- PROBLEM REQUIREMENTS -
Reproduce the listing verbatim from its first line through the line containing "top-left (32, 369), bottom-right (295, 404)", including both ends.

- DATA SECTION -
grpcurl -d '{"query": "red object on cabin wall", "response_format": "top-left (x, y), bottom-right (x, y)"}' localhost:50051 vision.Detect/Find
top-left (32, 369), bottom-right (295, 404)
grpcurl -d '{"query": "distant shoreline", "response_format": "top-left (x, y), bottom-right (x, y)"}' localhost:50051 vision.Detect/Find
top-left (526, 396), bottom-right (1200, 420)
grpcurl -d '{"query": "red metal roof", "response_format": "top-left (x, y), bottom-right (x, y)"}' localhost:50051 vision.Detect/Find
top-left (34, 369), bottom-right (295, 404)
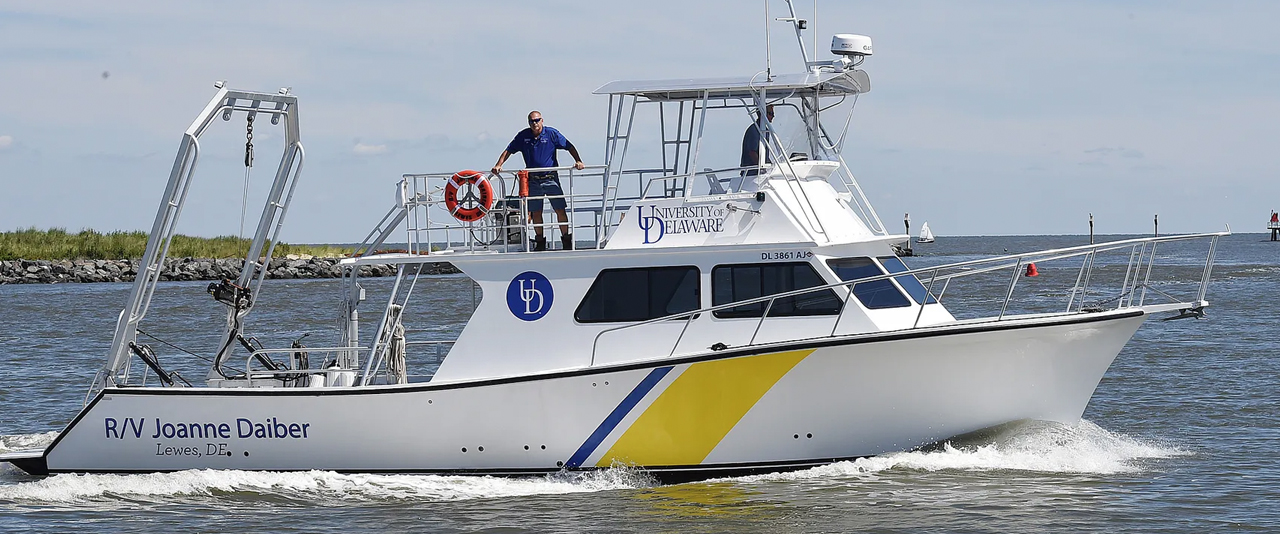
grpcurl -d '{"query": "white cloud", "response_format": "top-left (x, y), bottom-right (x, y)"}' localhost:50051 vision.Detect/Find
top-left (351, 142), bottom-right (387, 156)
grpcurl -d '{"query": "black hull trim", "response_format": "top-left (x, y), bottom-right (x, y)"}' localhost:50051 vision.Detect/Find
top-left (99, 310), bottom-right (1144, 397)
top-left (30, 456), bottom-right (865, 484)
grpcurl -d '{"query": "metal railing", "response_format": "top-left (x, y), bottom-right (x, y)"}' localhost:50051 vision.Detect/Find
top-left (391, 165), bottom-right (608, 254)
top-left (590, 231), bottom-right (1230, 366)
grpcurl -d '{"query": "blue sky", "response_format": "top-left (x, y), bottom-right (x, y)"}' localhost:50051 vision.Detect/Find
top-left (0, 0), bottom-right (1280, 242)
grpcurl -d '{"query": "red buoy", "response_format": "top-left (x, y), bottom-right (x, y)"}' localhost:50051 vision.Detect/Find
top-left (444, 170), bottom-right (494, 223)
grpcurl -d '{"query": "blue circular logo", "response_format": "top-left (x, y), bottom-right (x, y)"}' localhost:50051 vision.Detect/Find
top-left (507, 270), bottom-right (556, 320)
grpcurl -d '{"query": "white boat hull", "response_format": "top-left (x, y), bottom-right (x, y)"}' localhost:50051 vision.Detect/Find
top-left (19, 310), bottom-right (1146, 479)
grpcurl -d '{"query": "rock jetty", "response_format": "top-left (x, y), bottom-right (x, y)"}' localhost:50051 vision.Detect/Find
top-left (0, 255), bottom-right (458, 286)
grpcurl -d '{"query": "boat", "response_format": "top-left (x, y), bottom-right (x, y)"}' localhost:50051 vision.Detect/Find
top-left (915, 222), bottom-right (933, 243)
top-left (0, 4), bottom-right (1229, 481)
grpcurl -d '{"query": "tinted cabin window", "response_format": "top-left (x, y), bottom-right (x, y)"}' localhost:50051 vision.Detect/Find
top-left (827, 257), bottom-right (919, 310)
top-left (573, 266), bottom-right (701, 323)
top-left (878, 256), bottom-right (938, 303)
top-left (712, 263), bottom-right (842, 319)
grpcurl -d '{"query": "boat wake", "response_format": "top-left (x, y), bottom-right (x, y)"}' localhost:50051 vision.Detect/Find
top-left (740, 420), bottom-right (1190, 480)
top-left (0, 421), bottom-right (1188, 505)
top-left (0, 458), bottom-right (655, 506)
top-left (0, 430), bottom-right (58, 452)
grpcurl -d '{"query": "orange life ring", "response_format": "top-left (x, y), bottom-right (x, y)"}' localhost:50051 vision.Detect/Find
top-left (444, 170), bottom-right (494, 223)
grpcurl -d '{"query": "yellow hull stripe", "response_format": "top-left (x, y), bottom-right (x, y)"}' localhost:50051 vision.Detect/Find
top-left (596, 350), bottom-right (813, 467)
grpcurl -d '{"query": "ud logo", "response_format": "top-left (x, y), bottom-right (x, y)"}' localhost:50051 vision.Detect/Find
top-left (636, 206), bottom-right (667, 245)
top-left (507, 270), bottom-right (556, 320)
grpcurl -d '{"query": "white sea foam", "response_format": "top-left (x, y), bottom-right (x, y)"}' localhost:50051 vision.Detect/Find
top-left (748, 420), bottom-right (1188, 480)
top-left (0, 469), bottom-right (652, 503)
top-left (0, 421), bottom-right (1187, 503)
top-left (0, 430), bottom-right (58, 452)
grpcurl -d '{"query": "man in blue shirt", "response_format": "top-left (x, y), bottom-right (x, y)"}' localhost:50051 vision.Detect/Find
top-left (741, 104), bottom-right (773, 170)
top-left (493, 111), bottom-right (584, 250)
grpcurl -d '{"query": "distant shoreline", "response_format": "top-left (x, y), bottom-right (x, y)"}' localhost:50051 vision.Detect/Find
top-left (0, 255), bottom-right (458, 286)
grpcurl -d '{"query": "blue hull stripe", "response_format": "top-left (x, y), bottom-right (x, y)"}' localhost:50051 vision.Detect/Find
top-left (564, 366), bottom-right (672, 467)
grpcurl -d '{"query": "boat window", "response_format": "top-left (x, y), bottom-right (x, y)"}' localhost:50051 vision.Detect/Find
top-left (827, 257), bottom-right (919, 310)
top-left (877, 256), bottom-right (938, 303)
top-left (712, 261), bottom-right (842, 319)
top-left (573, 266), bottom-right (701, 323)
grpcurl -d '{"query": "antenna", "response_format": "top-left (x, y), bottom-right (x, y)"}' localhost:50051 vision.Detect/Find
top-left (764, 0), bottom-right (773, 81)
top-left (765, 0), bottom-right (818, 64)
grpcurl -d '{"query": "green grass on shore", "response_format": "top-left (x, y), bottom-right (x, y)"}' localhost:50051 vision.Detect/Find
top-left (0, 228), bottom-right (352, 260)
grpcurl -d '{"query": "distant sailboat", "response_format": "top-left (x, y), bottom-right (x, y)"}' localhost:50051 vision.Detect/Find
top-left (915, 223), bottom-right (933, 243)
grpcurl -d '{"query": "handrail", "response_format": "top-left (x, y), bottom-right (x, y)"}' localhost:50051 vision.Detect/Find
top-left (590, 231), bottom-right (1231, 366)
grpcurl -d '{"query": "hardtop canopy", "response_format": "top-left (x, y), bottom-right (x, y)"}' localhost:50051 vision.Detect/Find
top-left (594, 70), bottom-right (872, 101)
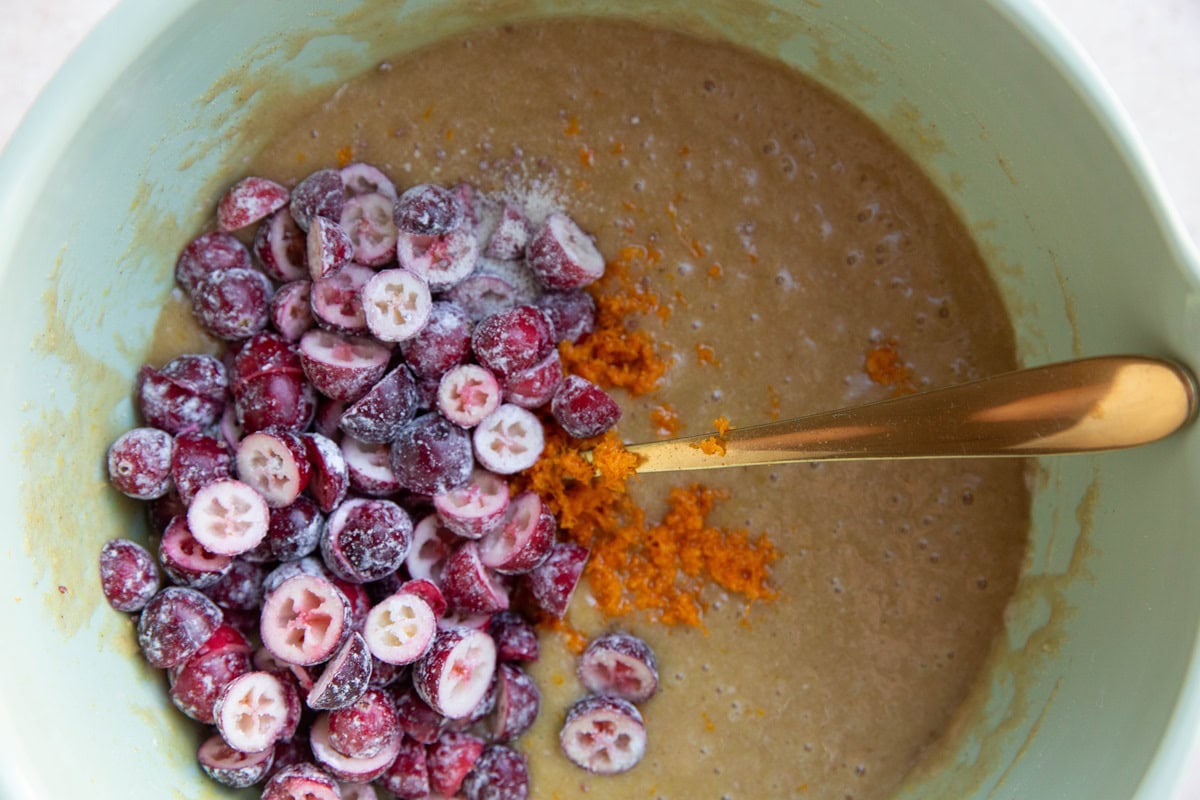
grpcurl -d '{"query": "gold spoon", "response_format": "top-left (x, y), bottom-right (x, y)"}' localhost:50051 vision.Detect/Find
top-left (604, 356), bottom-right (1196, 474)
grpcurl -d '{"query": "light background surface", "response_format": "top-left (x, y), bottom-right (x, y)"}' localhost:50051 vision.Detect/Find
top-left (0, 0), bottom-right (1200, 800)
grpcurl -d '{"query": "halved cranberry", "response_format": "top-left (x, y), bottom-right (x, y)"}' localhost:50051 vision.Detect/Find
top-left (391, 414), bottom-right (475, 495)
top-left (108, 428), bottom-right (175, 500)
top-left (217, 175), bottom-right (288, 230)
top-left (175, 230), bottom-right (251, 294)
top-left (289, 169), bottom-right (346, 230)
top-left (192, 269), bottom-right (272, 339)
top-left (400, 300), bottom-right (470, 378)
top-left (100, 539), bottom-right (160, 612)
top-left (320, 498), bottom-right (413, 585)
top-left (253, 209), bottom-right (308, 283)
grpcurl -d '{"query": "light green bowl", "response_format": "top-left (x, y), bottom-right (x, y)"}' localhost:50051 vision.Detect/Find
top-left (0, 0), bottom-right (1200, 800)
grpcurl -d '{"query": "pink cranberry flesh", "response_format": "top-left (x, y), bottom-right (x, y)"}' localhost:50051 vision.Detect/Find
top-left (175, 230), bottom-right (251, 294)
top-left (425, 730), bottom-right (484, 798)
top-left (338, 365), bottom-right (418, 444)
top-left (288, 169), bottom-right (346, 231)
top-left (526, 211), bottom-right (605, 291)
top-left (300, 329), bottom-right (391, 402)
top-left (470, 306), bottom-right (554, 375)
top-left (108, 428), bottom-right (175, 500)
top-left (217, 175), bottom-right (288, 231)
top-left (100, 539), bottom-right (160, 612)
top-left (518, 542), bottom-right (588, 619)
top-left (341, 193), bottom-right (398, 267)
top-left (400, 300), bottom-right (470, 378)
top-left (170, 433), bottom-right (233, 505)
top-left (577, 631), bottom-right (659, 703)
top-left (329, 688), bottom-right (400, 758)
top-left (192, 269), bottom-right (272, 341)
top-left (391, 414), bottom-right (475, 495)
top-left (550, 375), bottom-right (620, 439)
top-left (320, 498), bottom-right (413, 583)
top-left (479, 492), bottom-right (558, 575)
top-left (253, 209), bottom-right (308, 283)
top-left (196, 734), bottom-right (275, 789)
top-left (138, 587), bottom-right (222, 668)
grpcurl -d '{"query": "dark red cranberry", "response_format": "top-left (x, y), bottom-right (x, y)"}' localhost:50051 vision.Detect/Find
top-left (175, 230), bottom-right (251, 294)
top-left (100, 539), bottom-right (160, 612)
top-left (391, 414), bottom-right (475, 495)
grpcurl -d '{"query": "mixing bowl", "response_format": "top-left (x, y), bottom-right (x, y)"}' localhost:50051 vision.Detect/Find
top-left (0, 0), bottom-right (1200, 800)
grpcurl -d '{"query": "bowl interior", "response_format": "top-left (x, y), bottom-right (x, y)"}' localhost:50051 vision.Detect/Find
top-left (0, 0), bottom-right (1200, 798)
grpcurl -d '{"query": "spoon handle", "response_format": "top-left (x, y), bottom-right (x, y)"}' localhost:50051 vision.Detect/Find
top-left (629, 356), bottom-right (1196, 474)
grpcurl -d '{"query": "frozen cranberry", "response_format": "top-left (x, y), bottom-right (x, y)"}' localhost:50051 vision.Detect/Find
top-left (253, 209), bottom-right (308, 283)
top-left (404, 513), bottom-right (458, 583)
top-left (342, 437), bottom-right (404, 498)
top-left (108, 428), bottom-right (175, 500)
top-left (311, 264), bottom-right (374, 335)
top-left (341, 193), bottom-right (398, 267)
top-left (238, 428), bottom-right (312, 509)
top-left (320, 498), bottom-right (413, 585)
top-left (391, 414), bottom-right (475, 494)
top-left (439, 541), bottom-right (509, 614)
top-left (187, 479), bottom-right (270, 555)
top-left (559, 694), bottom-right (646, 775)
top-left (288, 169), bottom-right (346, 230)
top-left (378, 736), bottom-right (430, 799)
top-left (394, 184), bottom-right (467, 236)
top-left (170, 433), bottom-right (233, 505)
top-left (550, 375), bottom-right (620, 439)
top-left (341, 162), bottom-right (396, 201)
top-left (413, 627), bottom-right (496, 720)
top-left (338, 365), bottom-right (416, 444)
top-left (169, 649), bottom-right (251, 724)
top-left (362, 270), bottom-right (433, 342)
top-left (503, 350), bottom-right (563, 409)
top-left (175, 230), bottom-right (251, 294)
top-left (484, 201), bottom-right (533, 261)
top-left (304, 433), bottom-right (350, 513)
top-left (520, 542), bottom-right (588, 619)
top-left (396, 229), bottom-right (479, 291)
top-left (479, 492), bottom-right (558, 575)
top-left (271, 281), bottom-right (316, 342)
top-left (438, 363), bottom-right (500, 428)
top-left (487, 612), bottom-right (539, 662)
top-left (526, 211), bottom-right (605, 290)
top-left (192, 269), bottom-right (272, 339)
top-left (100, 539), bottom-right (160, 612)
top-left (577, 631), bottom-right (659, 703)
top-left (308, 712), bottom-right (400, 783)
top-left (538, 289), bottom-right (596, 342)
top-left (400, 300), bottom-right (470, 378)
top-left (158, 517), bottom-right (233, 589)
top-left (305, 633), bottom-right (371, 711)
top-left (472, 403), bottom-right (546, 475)
top-left (196, 734), bottom-right (275, 789)
top-left (470, 306), bottom-right (554, 375)
top-left (217, 176), bottom-right (288, 230)
top-left (305, 217), bottom-right (354, 281)
top-left (462, 745), bottom-right (529, 800)
top-left (138, 587), bottom-right (222, 668)
top-left (425, 730), bottom-right (484, 798)
top-left (262, 762), bottom-right (342, 800)
top-left (262, 575), bottom-right (350, 667)
top-left (329, 688), bottom-right (400, 758)
top-left (300, 329), bottom-right (391, 402)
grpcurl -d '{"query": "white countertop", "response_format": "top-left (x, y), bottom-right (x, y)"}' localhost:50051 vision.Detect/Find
top-left (0, 0), bottom-right (1200, 800)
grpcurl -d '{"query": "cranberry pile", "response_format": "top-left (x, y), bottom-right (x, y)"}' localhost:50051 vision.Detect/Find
top-left (100, 164), bottom-right (658, 800)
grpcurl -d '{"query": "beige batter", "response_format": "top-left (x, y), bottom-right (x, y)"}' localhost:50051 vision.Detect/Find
top-left (182, 20), bottom-right (1030, 800)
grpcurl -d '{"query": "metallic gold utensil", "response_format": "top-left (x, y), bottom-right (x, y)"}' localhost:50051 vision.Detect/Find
top-left (609, 356), bottom-right (1196, 474)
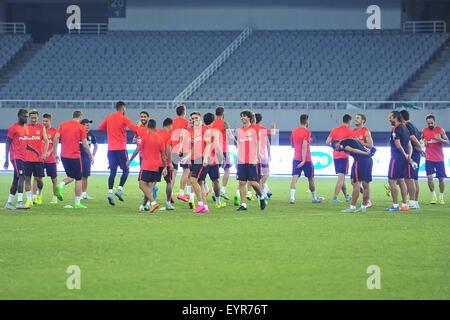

- THE COMPLETED TASK -
grpcurl -d '{"query": "red object on cabin wall", "response_format": "top-left (x, y), bottom-right (x, y)"}' localhost:50051 vision.Detect/Find
top-left (32, 369), bottom-right (295, 404)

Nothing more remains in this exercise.